The title of this post is the headline of this notable new commentary from across the pond authored by Tim Stanley, a research fellow in American History at Royal Holloway College.   Here are some excerpts from a provocative (and somewhat one-sided) piece:

Britain is talking seriously about the death penalty for the first time in over a decade.... We can expect anti-death penalty campaigners to point to America as an example of why it should stay banned.  The usual images will be invoked of pot-bellied, racist, white judges sentencing innocent saints to death by chainsaw in some Alabama charnel house. Accepting the many obvious injustices in the US legal system, there is an instinctive British snobbery towards Americans that renders any comparison between our two countries unflattering.  Amnesty International, Liberty and the New Statesman will probably ask, “Why would we endorse a system of retribution practiced by those knuckle-dragging, Bible bashing, toothless crazies over in Texas?”  Well, here’s one good reason: it works.

*-*-*

=== Written instruction A ===
Locate each line in the listing below that contains the word "black" and copy those lines out in full.

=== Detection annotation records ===
*-*-*

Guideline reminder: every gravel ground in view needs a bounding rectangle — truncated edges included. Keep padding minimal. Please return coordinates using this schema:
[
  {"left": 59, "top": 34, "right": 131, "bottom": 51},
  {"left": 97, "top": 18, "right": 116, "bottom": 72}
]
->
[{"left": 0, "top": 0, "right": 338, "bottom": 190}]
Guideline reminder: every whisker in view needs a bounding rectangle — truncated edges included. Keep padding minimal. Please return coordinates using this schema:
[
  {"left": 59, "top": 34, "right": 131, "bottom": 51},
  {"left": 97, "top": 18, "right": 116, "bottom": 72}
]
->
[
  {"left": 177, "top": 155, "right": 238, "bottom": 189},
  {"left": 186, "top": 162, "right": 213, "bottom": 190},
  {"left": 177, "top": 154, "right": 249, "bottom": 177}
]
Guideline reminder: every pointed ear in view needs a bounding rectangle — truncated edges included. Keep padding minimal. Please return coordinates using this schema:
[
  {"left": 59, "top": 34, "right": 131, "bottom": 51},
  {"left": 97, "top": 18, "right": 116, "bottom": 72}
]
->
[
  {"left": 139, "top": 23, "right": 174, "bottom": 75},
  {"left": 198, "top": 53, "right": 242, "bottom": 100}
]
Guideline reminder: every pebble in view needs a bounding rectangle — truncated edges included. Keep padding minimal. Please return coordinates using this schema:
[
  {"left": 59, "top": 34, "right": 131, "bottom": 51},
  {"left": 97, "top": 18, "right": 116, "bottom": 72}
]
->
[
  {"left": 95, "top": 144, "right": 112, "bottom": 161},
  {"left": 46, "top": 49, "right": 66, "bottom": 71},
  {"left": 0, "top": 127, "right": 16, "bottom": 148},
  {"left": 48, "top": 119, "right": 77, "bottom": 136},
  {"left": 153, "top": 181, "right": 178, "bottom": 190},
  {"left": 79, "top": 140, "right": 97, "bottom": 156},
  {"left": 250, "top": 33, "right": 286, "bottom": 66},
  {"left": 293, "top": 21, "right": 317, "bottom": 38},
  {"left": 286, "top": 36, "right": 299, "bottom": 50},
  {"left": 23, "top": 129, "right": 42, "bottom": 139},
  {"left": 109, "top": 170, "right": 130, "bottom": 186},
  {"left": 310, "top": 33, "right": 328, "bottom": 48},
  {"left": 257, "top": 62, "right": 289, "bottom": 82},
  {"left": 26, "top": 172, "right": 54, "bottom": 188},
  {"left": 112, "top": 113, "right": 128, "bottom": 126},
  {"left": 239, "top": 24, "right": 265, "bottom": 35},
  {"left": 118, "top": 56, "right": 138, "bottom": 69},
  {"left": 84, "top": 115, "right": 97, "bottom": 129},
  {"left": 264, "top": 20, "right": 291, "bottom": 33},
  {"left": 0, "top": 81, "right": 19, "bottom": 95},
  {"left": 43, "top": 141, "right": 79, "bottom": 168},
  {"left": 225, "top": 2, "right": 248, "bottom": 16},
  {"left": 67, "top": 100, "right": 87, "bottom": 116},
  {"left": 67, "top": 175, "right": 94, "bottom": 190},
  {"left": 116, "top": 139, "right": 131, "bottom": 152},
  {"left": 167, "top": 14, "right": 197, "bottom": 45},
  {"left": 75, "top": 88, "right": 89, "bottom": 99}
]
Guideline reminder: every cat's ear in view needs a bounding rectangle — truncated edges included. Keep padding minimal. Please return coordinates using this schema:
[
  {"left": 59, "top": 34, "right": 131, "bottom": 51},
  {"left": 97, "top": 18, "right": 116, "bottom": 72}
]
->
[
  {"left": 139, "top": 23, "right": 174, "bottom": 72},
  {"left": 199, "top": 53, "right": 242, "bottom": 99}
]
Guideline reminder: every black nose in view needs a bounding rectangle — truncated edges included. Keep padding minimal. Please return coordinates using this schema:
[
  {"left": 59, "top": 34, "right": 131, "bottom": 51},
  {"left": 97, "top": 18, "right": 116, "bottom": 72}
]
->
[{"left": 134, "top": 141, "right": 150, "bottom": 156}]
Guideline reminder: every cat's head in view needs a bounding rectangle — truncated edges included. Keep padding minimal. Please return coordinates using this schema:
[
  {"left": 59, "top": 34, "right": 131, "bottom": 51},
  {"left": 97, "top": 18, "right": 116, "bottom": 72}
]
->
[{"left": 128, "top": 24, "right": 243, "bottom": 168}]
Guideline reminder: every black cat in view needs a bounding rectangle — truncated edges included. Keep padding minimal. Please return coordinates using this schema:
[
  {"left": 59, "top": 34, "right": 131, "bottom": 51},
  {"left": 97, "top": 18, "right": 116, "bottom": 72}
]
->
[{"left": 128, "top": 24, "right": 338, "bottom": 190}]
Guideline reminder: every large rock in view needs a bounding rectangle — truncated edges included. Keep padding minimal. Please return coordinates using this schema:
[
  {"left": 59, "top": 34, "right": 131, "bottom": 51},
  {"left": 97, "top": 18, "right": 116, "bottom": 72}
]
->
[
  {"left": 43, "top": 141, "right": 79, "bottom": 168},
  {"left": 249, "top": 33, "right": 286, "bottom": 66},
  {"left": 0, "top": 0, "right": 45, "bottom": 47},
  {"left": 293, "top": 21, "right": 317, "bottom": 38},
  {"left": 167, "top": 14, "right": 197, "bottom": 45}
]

*-*-*

=== Written instruction B ===
Transcribe the death penalty commentary above, starting at "Britain is talking" and ending at "reason: it works.".

=== Full output A ===
Guideline reminder: every black nose in view needs a bounding rectangle — truncated edges included. Keep padding minimal. Please return coordinates using this schema:
Guideline reminder: every black cat in view needs a bounding rectangle — truncated edges included. Keep padding minimal. Please return coordinates using this schema:

=== Full output B ===
Britain is talking seriously about the death penalty for the first time in over a decade.... We can expect anti-death penalty campaigners to point to America as an example of why it should stay banned.  The usual images will be invoked of pot-bellied, racist, white judges sentencing innocent saints to death by chainsaw in some Alabama charnel house. Accepting the many obvious injustices in the US legal system, there is an instinctive British snobbery towards Americans that renders any comparison between our two countries unflattering.  Amnesty International, Liberty and the New Statesman will probably ask, “Why would we endorse a system of retribution practiced by those knuckle-dragging, Bible bashing, toothless crazies over in Texas?”  Well, here’s one good reason: it works.